[Raw records]
[Begin]

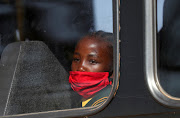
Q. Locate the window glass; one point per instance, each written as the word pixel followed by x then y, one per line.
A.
pixel 55 55
pixel 168 45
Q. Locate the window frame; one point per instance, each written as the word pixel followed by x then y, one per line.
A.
pixel 151 74
pixel 78 112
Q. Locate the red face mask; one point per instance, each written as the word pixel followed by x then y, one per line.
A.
pixel 87 84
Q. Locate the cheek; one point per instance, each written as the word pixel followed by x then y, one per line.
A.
pixel 98 68
pixel 73 67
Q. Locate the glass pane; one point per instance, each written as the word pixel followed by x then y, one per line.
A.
pixel 168 45
pixel 55 54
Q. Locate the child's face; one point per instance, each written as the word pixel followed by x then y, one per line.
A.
pixel 92 56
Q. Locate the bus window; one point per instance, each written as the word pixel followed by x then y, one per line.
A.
pixel 168 45
pixel 57 56
pixel 162 60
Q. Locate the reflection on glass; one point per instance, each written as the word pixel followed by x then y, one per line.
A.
pixel 168 14
pixel 55 55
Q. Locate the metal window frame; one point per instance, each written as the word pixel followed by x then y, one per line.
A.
pixel 151 74
pixel 78 112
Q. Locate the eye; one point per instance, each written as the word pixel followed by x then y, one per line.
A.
pixel 92 61
pixel 76 59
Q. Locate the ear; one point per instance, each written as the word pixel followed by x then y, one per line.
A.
pixel 112 75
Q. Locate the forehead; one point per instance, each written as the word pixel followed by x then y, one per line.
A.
pixel 90 45
pixel 92 42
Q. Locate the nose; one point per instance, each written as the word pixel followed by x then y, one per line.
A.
pixel 81 67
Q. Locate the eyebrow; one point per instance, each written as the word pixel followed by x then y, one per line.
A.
pixel 93 55
pixel 76 53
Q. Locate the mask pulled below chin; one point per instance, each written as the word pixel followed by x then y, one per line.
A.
pixel 87 84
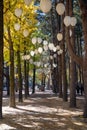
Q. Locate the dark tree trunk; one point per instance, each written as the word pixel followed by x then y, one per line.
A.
pixel 27 78
pixel 12 88
pixel 34 76
pixel 19 75
pixel 1 55
pixel 83 6
pixel 72 63
pixel 60 76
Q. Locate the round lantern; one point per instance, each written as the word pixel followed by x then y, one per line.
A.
pixel 51 46
pixel 54 55
pixel 25 33
pixel 67 21
pixel 45 42
pixel 18 12
pixel 51 57
pixel 17 26
pixel 54 65
pixel 61 51
pixel 73 21
pixel 54 49
pixel 40 50
pixel 36 51
pixel 27 2
pixel 32 53
pixel 39 40
pixel 60 8
pixel 70 32
pixel 27 57
pixel 34 40
pixel 59 36
pixel 58 47
pixel 45 5
pixel 45 47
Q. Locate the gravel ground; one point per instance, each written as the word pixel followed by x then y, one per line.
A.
pixel 42 111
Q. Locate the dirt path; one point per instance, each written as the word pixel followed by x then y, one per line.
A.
pixel 42 111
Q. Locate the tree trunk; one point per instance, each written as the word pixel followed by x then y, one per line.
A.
pixel 12 88
pixel 83 6
pixel 72 63
pixel 34 76
pixel 27 78
pixel 19 75
pixel 60 76
pixel 1 55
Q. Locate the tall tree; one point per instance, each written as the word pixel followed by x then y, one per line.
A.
pixel 1 55
pixel 83 6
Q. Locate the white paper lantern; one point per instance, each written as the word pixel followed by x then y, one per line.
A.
pixel 27 2
pixel 73 21
pixel 32 53
pixel 58 52
pixel 45 42
pixel 67 21
pixel 18 12
pixel 17 26
pixel 54 65
pixel 60 8
pixel 34 40
pixel 61 51
pixel 51 57
pixel 58 47
pixel 59 36
pixel 45 47
pixel 54 49
pixel 25 33
pixel 39 40
pixel 54 55
pixel 70 32
pixel 36 51
pixel 45 5
pixel 51 46
pixel 27 57
pixel 40 50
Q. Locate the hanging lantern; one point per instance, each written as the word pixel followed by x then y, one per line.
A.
pixel 67 21
pixel 45 42
pixel 51 46
pixel 54 49
pixel 39 40
pixel 27 57
pixel 60 8
pixel 25 33
pixel 45 47
pixel 34 40
pixel 54 55
pixel 59 36
pixel 18 12
pixel 51 57
pixel 70 32
pixel 58 47
pixel 54 65
pixel 36 51
pixel 27 2
pixel 73 21
pixel 32 53
pixel 61 51
pixel 17 26
pixel 45 5
pixel 40 50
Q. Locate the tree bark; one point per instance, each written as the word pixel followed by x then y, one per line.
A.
pixel 83 7
pixel 19 75
pixel 1 55
pixel 12 88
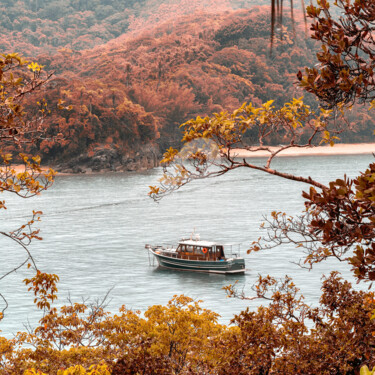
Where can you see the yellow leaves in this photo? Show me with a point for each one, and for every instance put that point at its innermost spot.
(169, 155)
(101, 369)
(365, 371)
(79, 370)
(6, 158)
(35, 67)
(33, 372)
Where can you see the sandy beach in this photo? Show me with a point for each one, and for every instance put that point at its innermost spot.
(337, 149)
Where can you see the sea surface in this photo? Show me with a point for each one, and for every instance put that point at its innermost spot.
(95, 228)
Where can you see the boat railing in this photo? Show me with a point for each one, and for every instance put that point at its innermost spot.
(232, 250)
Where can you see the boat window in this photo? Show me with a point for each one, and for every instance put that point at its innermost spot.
(181, 248)
(220, 251)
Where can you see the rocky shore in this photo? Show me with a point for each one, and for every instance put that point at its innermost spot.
(112, 160)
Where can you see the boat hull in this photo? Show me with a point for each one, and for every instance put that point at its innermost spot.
(230, 266)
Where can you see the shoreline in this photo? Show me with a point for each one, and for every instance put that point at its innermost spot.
(337, 149)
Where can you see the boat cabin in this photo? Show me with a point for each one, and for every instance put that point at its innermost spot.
(200, 250)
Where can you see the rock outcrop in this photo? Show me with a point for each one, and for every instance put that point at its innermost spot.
(106, 159)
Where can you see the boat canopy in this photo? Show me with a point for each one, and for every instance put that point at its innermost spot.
(199, 243)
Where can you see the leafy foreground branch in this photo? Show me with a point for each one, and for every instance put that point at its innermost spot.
(213, 146)
(19, 79)
(285, 337)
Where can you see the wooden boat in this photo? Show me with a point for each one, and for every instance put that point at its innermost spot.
(199, 256)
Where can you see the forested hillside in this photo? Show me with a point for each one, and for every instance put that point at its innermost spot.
(123, 99)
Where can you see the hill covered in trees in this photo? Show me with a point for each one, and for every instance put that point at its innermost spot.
(124, 92)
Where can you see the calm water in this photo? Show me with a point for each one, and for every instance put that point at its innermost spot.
(94, 229)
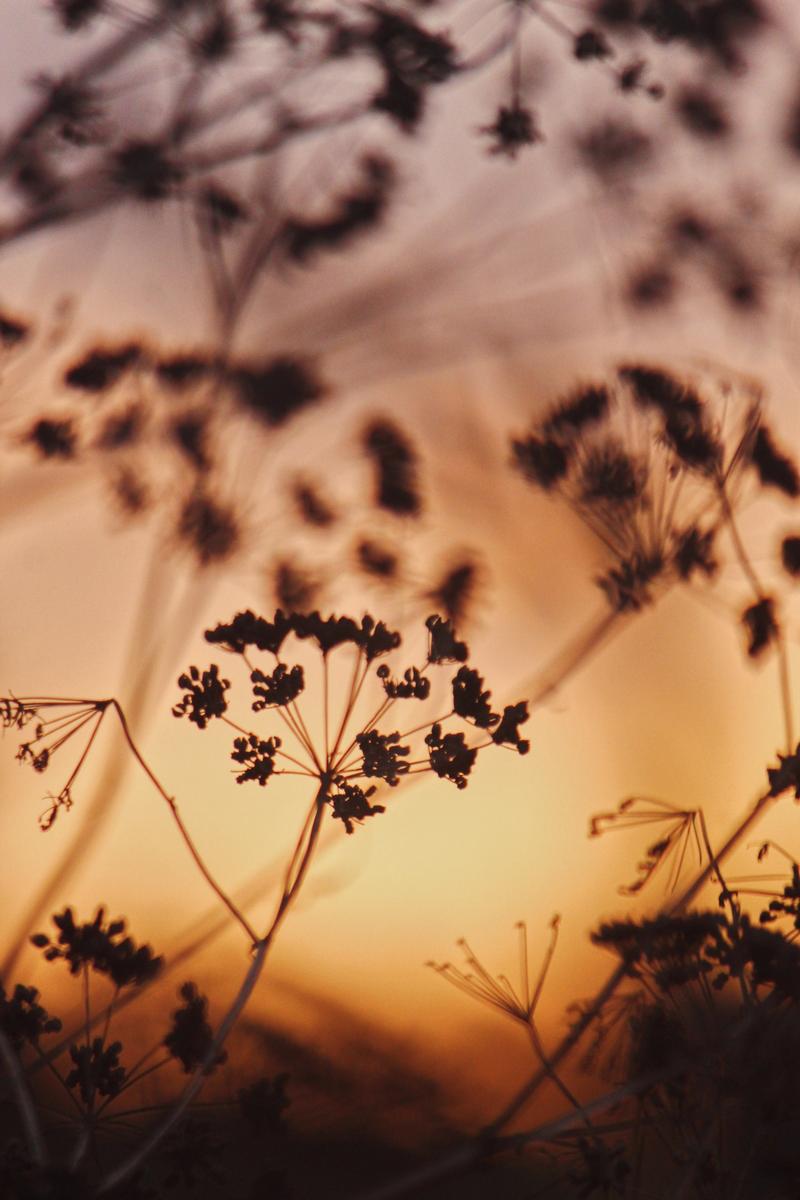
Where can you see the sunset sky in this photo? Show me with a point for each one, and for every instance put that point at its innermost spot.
(493, 287)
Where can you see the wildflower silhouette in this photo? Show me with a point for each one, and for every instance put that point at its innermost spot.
(356, 754)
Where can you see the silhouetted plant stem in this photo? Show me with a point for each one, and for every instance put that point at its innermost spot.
(566, 661)
(184, 832)
(290, 889)
(139, 666)
(761, 594)
(24, 1103)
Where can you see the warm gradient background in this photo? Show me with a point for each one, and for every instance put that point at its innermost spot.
(493, 287)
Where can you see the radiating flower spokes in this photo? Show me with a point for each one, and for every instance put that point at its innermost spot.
(498, 991)
(353, 748)
(651, 462)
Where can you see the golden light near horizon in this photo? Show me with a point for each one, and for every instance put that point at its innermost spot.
(488, 293)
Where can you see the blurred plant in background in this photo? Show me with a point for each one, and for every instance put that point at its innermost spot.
(290, 143)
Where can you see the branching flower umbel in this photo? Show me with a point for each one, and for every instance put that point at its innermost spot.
(354, 747)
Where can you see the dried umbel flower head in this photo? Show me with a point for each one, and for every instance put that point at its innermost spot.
(653, 463)
(355, 751)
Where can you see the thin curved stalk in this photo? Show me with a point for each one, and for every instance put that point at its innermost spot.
(292, 887)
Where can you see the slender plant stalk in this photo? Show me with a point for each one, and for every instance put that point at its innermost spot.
(292, 887)
(235, 912)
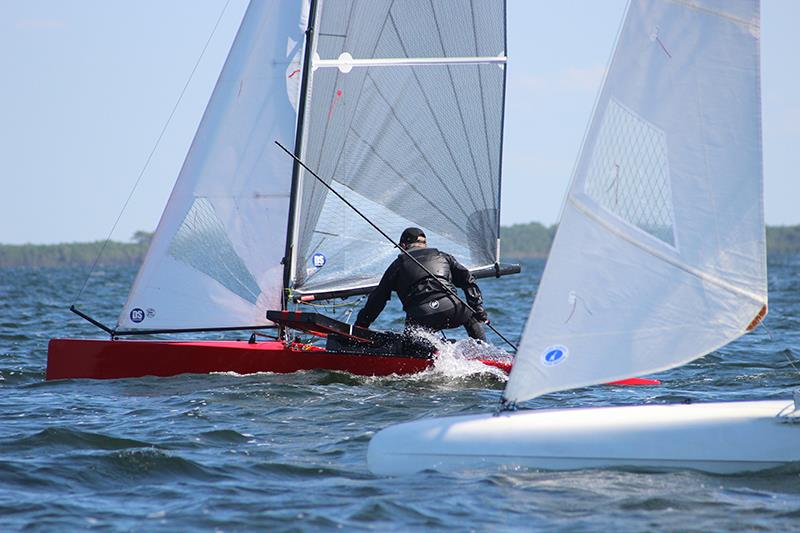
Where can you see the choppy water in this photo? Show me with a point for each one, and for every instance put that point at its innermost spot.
(287, 452)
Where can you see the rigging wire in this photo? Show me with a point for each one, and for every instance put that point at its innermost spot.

[End]

Update the entries from the first line through the line with "pixel 81 67" by replacing "Locate" with "Find" and keeping everything else the same. Leave the pictures out.

Q. Find the window glass; one point per instance, each written as the word pixel followed by x then y, one per line.
A.
pixel 55 55
pixel 168 45
Q. Find the window frame; one point per instance, each written as the word pixel followed by x then y, one per line.
A.
pixel 151 74
pixel 78 112
Q. Find the red face mask; one point per instance, each written as the word pixel followed by x then y, one per line.
A.
pixel 87 84
Q. Find the cheek; one point per instance, each written as the word pixel followed by x then y, one per line.
A.
pixel 98 68
pixel 73 67
Q. Find the glass pane; one point per instance, each written as the word pixel followed by x then y, one per line.
A.
pixel 168 45
pixel 55 54
Q. Find the child's face; one point per instance, each written as the word pixel followed by x then y, one per line.
A.
pixel 92 56
Q. Find the bus window; one point per instance, each written as the word pixel followed by x then y, one per line.
A.
pixel 168 45
pixel 57 56
pixel 162 60
Q. Find the reflection on glass; one point per instance, each written as the word pixel followed by x then y, one per line.
A.
pixel 168 14
pixel 55 55
Q. Find the metal window frame; one point per instance, each written as the word pixel followed by x then y, one per line.
A.
pixel 151 74
pixel 78 112
Q. Find the eye; one point per instance, each written as the word pixel followed by x then y, one per line.
A.
pixel 92 61
pixel 76 59
Q. Find the ear; one point per instance, each written as the word pixel followed by x then y, one per line.
A.
pixel 112 75
Q. Find the forehead; one point per instance, each written as the word pixel followed by x then y, one per line.
A.
pixel 90 45
pixel 92 42
Q. Find the nose; one point per instance, each written as the word pixel followed by x then y, one per line.
A.
pixel 81 67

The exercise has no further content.